▸ **DETTAGLI ESERCIZIO**: Ricopia tutti i record qui sotto riga per riga, senza cambiare nulla.

▸ **MATERIALE ESERCIZIO**:

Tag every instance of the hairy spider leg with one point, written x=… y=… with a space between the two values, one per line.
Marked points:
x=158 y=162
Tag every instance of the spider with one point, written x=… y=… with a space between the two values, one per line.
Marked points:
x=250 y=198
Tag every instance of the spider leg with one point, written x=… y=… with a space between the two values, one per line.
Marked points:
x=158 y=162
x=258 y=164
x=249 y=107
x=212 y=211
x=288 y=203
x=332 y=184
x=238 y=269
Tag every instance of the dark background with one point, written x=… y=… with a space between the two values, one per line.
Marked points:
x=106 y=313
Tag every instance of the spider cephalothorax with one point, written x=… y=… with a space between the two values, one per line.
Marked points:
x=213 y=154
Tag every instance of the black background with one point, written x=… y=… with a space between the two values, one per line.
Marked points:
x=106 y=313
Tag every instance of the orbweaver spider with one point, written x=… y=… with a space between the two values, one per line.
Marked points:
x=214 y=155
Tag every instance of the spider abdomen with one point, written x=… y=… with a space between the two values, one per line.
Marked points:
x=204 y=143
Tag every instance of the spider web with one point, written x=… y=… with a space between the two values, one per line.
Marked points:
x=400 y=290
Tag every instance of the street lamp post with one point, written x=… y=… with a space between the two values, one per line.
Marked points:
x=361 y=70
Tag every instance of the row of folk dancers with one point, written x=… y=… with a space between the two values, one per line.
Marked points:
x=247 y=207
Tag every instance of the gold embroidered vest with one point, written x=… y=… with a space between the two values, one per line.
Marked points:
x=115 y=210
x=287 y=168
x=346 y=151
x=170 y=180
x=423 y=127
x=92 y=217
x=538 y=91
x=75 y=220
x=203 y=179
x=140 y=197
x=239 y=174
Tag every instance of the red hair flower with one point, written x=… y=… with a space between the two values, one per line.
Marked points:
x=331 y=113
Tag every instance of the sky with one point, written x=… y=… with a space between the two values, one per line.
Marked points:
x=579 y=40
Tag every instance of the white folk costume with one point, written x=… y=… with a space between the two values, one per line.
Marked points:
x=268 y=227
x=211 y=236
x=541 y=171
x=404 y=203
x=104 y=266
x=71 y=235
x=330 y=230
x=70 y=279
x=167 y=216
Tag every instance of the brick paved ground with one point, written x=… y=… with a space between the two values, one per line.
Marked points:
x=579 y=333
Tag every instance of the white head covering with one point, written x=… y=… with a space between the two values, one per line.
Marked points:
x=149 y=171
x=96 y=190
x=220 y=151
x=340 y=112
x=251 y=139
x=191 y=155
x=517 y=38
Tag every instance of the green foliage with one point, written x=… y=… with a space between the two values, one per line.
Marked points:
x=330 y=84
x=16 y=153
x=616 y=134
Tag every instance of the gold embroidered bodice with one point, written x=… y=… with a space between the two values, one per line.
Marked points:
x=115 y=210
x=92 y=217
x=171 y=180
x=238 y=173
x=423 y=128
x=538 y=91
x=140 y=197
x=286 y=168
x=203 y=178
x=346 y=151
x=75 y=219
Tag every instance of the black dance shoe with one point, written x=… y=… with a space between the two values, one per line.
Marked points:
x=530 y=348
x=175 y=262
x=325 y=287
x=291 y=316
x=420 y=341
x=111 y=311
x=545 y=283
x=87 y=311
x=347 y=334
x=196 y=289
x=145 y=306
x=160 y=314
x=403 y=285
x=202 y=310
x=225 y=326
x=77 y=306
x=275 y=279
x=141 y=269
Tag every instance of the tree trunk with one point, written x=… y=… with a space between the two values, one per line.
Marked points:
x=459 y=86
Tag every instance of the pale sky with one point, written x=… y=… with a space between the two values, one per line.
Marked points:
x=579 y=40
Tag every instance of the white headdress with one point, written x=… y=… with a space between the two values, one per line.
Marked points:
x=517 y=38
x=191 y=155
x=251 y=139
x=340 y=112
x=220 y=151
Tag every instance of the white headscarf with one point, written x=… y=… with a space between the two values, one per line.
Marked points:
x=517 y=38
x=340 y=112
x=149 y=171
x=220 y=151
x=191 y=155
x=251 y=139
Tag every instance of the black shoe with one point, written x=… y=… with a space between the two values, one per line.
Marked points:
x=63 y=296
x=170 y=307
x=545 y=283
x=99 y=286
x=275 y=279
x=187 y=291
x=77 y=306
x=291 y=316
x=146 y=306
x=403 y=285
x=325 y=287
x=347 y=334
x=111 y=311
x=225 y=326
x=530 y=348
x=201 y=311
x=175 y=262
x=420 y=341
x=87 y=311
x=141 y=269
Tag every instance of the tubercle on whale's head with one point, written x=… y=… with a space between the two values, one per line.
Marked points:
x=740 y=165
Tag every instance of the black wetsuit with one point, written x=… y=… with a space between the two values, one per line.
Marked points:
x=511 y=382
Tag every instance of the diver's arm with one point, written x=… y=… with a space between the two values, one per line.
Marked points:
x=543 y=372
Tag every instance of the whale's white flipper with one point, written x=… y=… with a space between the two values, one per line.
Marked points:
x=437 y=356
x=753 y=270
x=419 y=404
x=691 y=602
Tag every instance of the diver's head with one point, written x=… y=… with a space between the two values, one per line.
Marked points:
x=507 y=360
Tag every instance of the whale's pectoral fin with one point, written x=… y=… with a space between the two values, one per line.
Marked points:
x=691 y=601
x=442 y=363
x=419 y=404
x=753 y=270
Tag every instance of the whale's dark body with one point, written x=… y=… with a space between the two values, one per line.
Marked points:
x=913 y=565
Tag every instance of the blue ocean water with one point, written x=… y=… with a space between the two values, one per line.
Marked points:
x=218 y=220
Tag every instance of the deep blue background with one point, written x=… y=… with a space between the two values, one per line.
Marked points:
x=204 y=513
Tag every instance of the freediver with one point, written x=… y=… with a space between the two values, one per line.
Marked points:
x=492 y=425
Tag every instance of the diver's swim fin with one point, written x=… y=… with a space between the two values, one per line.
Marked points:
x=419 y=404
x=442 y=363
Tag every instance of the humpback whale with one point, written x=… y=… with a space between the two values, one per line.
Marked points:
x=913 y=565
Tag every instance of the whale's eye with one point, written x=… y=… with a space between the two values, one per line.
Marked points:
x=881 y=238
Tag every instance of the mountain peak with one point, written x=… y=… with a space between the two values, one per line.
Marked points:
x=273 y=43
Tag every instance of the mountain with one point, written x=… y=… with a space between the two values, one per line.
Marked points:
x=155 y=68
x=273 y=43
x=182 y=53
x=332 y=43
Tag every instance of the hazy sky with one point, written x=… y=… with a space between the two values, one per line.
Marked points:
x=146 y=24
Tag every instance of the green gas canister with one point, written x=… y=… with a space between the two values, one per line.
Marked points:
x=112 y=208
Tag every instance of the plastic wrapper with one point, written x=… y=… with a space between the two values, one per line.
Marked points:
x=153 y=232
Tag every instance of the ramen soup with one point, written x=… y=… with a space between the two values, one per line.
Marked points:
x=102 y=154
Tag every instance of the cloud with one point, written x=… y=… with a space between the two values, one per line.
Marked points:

▸ **RISPOSTA**:
Tag every instance of the hairy spider leg with one point, written x=… y=… with a space between the two values, one per line.
Marked points:
x=158 y=162
Tag every instance of the spider with one point, written x=… y=… with a space between the two values, one per line.
Marked points:
x=250 y=198
Tag every instance of the spider leg with one point, written x=… y=… with a space between the two values, one per line.
Marked points:
x=158 y=162
x=258 y=164
x=249 y=107
x=212 y=211
x=288 y=203
x=332 y=184
x=238 y=269
Tag every instance of the dark background with one point, written x=… y=… with a space between the two values, one per line.
Marked points:
x=106 y=313
Tag every instance of the spider cephalothorax with one point, written x=… y=… with a space between the two values, one per line.
Marked points:
x=213 y=154
Tag every instance of the black background with one point, written x=… y=… with a space between the two values, one per line.
Marked points:
x=106 y=313
Tag every instance of the orbweaver spider with one point, written x=… y=… with a space between the two values, one per line.
Marked points:
x=214 y=155
Tag every instance of the spider abdomen with one point, written x=… y=… with a space between the two values, one per line.
Marked points:
x=204 y=143
Tag every instance of the spider web with one point, written x=… y=… with a space between the two values, one per line.
Marked points:
x=400 y=290
Tag every instance of the street lamp post with one point, written x=… y=… with a space between the two values, one per line.
Marked points:
x=361 y=70
Tag every instance of the row of folk dancers with one point, written x=… y=… with a space between the two values, one per line.
Marked points:
x=247 y=207
Tag every instance of the gold embroidered vest with one point, written x=… y=… with a space between the two values, one per line.
Marked points:
x=115 y=210
x=287 y=168
x=346 y=151
x=170 y=180
x=423 y=127
x=92 y=217
x=538 y=91
x=75 y=220
x=203 y=179
x=140 y=197
x=239 y=174
Tag every instance of the red hair flower with one point, written x=… y=… with a space between the two values, one per line.
Marked points:
x=331 y=113
Tag every instance of the sky with one point, written x=… y=… with a space between the two values, one per line.
Marked points:
x=579 y=40
Tag every instance of the white folk costume with one point, written x=… y=… with a space between the two values, one per line.
Marked points:
x=268 y=227
x=211 y=236
x=541 y=171
x=404 y=203
x=104 y=266
x=71 y=235
x=330 y=230
x=70 y=279
x=167 y=216
Tag every instance of the brick paved ground with one point, written x=… y=… with a space between the two values, one per line.
Marked points:
x=579 y=333
Tag every instance of the white head covering with one point, written x=… y=… with a space between the two values, one per line.
Marked points:
x=149 y=171
x=96 y=190
x=220 y=151
x=340 y=112
x=251 y=139
x=191 y=155
x=517 y=38
Tag every instance of the green foliage with one point, written x=… y=… with a space between the two values, one per line.
Marked points:
x=330 y=84
x=16 y=153
x=616 y=134
Tag every instance of the gold embroidered bodice with one point, written x=… y=… with a space between the two values, one per line.
Marked points:
x=115 y=210
x=92 y=217
x=171 y=180
x=238 y=173
x=423 y=128
x=538 y=91
x=140 y=197
x=286 y=168
x=203 y=178
x=346 y=151
x=75 y=219
Tag every instance of the black dance shoe with one point, written x=… y=… with a space between the two values, one per line.
Marked points:
x=530 y=348
x=175 y=262
x=325 y=287
x=291 y=316
x=420 y=341
x=111 y=311
x=545 y=283
x=87 y=311
x=347 y=334
x=196 y=289
x=145 y=306
x=160 y=314
x=403 y=285
x=202 y=310
x=225 y=326
x=77 y=306
x=275 y=279
x=141 y=269
Tag every instance of the tree trunk with one point, written x=… y=… with a space between the two values, one per line.
Marked points:
x=459 y=86
Tag every instance of the pale sky with one point, written x=… y=… with a space between the two values, one per line.
Marked points:
x=579 y=40
Tag every instance of the white headdress with one point, written x=… y=… with a space between the two values, one per line.
Marked points:
x=517 y=38
x=191 y=155
x=251 y=139
x=340 y=112
x=220 y=151
Tag every instance of the white headscarf with one point, written x=… y=… with a space between the two values, one per line.
Marked points:
x=517 y=38
x=340 y=112
x=149 y=171
x=220 y=151
x=191 y=155
x=251 y=139
Tag every instance of the black shoe with one point, written x=… y=… with a space between the two values, one per line.
Marked points:
x=63 y=296
x=170 y=307
x=545 y=283
x=99 y=286
x=275 y=279
x=187 y=291
x=77 y=306
x=291 y=316
x=146 y=306
x=403 y=285
x=325 y=287
x=347 y=334
x=111 y=311
x=225 y=326
x=530 y=348
x=201 y=311
x=175 y=262
x=420 y=341
x=87 y=311
x=141 y=269
Tag every instance of the tubercle on whale's head with one point, written x=… y=… with a space between the two values, one per line.
Marked points:
x=740 y=165
Tag every instance of the black wetsuit with one point, written x=… y=… with a space between the two values, one per line.
Marked points:
x=511 y=382
Tag every instance of the diver's arm with one point, written x=… y=… with a space between the two values, one per line.
Marked points:
x=543 y=372
Tag every instance of the whale's white flipper with one point, written x=… y=… with a space between the two values, one per line.
Marked points:
x=437 y=356
x=753 y=270
x=419 y=404
x=691 y=602
Tag every instance of the diver's head with one point, written x=… y=… with a space between the two values, one per line.
Marked points:
x=507 y=360
Tag every instance of the whale's pectoral fin with one point, written x=… y=… with a space between the two values, one per line.
Marked points:
x=691 y=601
x=442 y=363
x=419 y=404
x=753 y=270
Tag every instance of the whale's dark body with one point, written x=… y=… with a space between the two values, one per line.
Marked points:
x=913 y=565
Tag every instance of the blue ocean water with one point, written x=… y=… with a space between the two values, one per line.
Marked points:
x=218 y=220
Tag every instance of the deep blue background with one point, written x=… y=… with a space between the two values, one per line.
Marked points:
x=204 y=513
Tag every instance of the freediver with one point, written x=… y=… with a space between the two values, one per line.
Marked points:
x=492 y=425
Tag every instance of the diver's swim fin with one point, written x=… y=… with a space between the two values, one per line.
Marked points:
x=419 y=404
x=442 y=363
Tag every instance of the humpback whale with one point, written x=… y=… with a space between the two values, one per line.
Marked points:
x=913 y=565
Tag every instance of the whale's eye with one point, written x=… y=… with a space between the two values, one per line.
Marked points:
x=881 y=238
Tag every instance of the mountain peak with one point, written x=… y=… with a space between the two values, one per line.
Marked points:
x=273 y=43
Tag every instance of the mountain with one point, written x=… y=… with a space between the two values, one per line.
Marked points:
x=155 y=68
x=273 y=43
x=182 y=53
x=332 y=43
Tag every instance of the hazy sky with one point, written x=… y=… with a space between the two values, one per line.
Marked points:
x=146 y=24
Tag every instance of the green gas canister with one point, written x=… y=… with a space between the two values, one per line.
Marked points:
x=112 y=208
Tag every instance of the plastic wrapper with one point, written x=… y=… with a space between the two values, one per line.
Marked points:
x=153 y=232
Tag every instance of the ramen soup with one point, written x=… y=… with a space between the two values, one per line.
Marked points:
x=102 y=154
Tag every instance of the cloud with one point, written x=… y=… with a space between the two values, one per line.
Marked points:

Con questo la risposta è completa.